## Instruction 1:
Convert the listing into a Markdown table with columns Row and Line, beginning at its first line and stopping after the line that contains "positive clicks: (126, 413)", leaving out any blank lines.

## Given text:
+++++
Technical Professional Services, Inc.--Reconsideration
B-410640.2: Jun 15, 2015
- Full Report:
Technical Professional Services, Inc. (TPS), a veteran-owned small business located in Wayland, Michigan, requests reconsideration of our decision in Technical Professional Services, Inc., B-410640, Jan. 20, 2015, 2015 CPD para. 48, in which we denied TPS's protest of the issuance of an order to HR Staff Management, Inc., dba Alpha Services, of Las Vegas, Nevada, pursuant to request for quotations (RFQ) No. VA777-14-Q-0169 issued by the Department of Veterans Affairs (VA) for administrative support services. The protester contends that our decision is based on an erroneous interpretation of the relevant procurement regulation and failed to account for evidence that the agency acted with improper bias or in bad faith towards the protester.
We deny the request for reconsideration.
Matter of: Technical Professional Services, Inc.--Reconsideration
Date: June 15, 2015
Request for reconsideration of a prior decision, denying protest that agency improperly failed to solicit incumbent protester when issuing a Federal Supply Schedule order, is denied where the protester does not show that the prior decision contains errors of fact or law that warrant reversal or modification of the decision.
Technical Professional Services, Inc. (TPS), a veteran-owned small business located in Wayland, Michigan, requests reconsideration of our decision in Technical Professional Services, Inc., B-410640, Jan. 20, 2015, 2015 CPD ¶ 48, in which we denied TPS’s protest of the issuance of an order to HR Staff Management, Inc., dba Alpha Services, of Las Vegas, Nevada, pursuant to request for quotations (RFQ) No. VA777-14-Q-0169 issued by the Department of Veterans Affairs (VA) for administrative support services. The protester contends that our decision is based on an erroneous interpretation of the relevant procurement regulation and failed to account for evidence that the agency acted with improper bias or in bad faith towards the protester.
We deny the request for reconsideration.
The VA issued the RFQ on June 19, 2014, pursuant to Federal Acquisition Regulation (FAR) § 8.405-2, which governs the ordering procedures for Federal Supply Schedule (FSS) contracts requiring a statement of work. At the time the RFQ was issued, TPS was providing the incumbent administrative support services to the VA under a prior FSS order. Protest at 3. Due to perceived issues with TPS’s performance under its incumbent contract, the VA decided not to exercise the first option year of TPS’s order and instead competed the follow-on requirement by sending the RFQ directly to 14 FSS contractors. Contracting Officer’s (CO’s) Statement at 1; Contract Specialist Statement, Jan. 7, 2015.
+++++
## Data provided:
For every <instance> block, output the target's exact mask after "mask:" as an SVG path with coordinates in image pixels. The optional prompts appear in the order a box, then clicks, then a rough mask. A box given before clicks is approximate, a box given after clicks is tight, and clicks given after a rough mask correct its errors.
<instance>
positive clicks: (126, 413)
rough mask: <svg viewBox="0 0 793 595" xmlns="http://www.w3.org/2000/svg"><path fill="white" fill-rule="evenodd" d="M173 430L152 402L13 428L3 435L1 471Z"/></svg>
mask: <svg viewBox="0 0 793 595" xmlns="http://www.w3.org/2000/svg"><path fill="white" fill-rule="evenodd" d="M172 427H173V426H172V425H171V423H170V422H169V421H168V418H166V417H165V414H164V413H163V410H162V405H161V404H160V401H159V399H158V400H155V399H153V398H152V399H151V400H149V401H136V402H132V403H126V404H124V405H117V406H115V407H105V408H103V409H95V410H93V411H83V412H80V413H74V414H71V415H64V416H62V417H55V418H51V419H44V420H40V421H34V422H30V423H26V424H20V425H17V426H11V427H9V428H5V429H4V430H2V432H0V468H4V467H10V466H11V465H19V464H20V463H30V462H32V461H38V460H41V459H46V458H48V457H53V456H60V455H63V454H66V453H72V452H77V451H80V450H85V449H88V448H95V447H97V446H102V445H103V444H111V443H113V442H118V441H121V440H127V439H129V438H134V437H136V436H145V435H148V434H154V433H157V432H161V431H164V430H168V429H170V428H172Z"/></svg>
+++++
## Instruction 2:
In the reconsideration decision, shorten the paragraph beginning "The VA issued the RFQ on June 19, 2014" while keeping its main facts.

## Answer section 1:
| Row | Line |
|---|---|
| 1 | For every <instance> block, output the target's exact mask after "mask:" as an SVG path with coordinates in image pixels. The optional prompts appear in the order a box, then clicks, then a rough mask. A box given before clicks is approximate, a box given after clicks is tight, and clicks given after a rough mask correct its errors. |
| 2 | <instance> |
| 3 | positive clicks: (126, 413) |

## Answer section 2:
On June 19, 2014, the VA issued the RFQ under FAR § 8.405-2, which governs ordering procedures for FSS contracts that require a statement of work. TPS was then providing the incumbent administrative support services under a prior FSS order. Because of perceived problems with TPS's performance, the VA did not exercise the first option year of that order. Instead, it competed the follow-on requirement by sending the RFQ directly to 14 FSS contractors.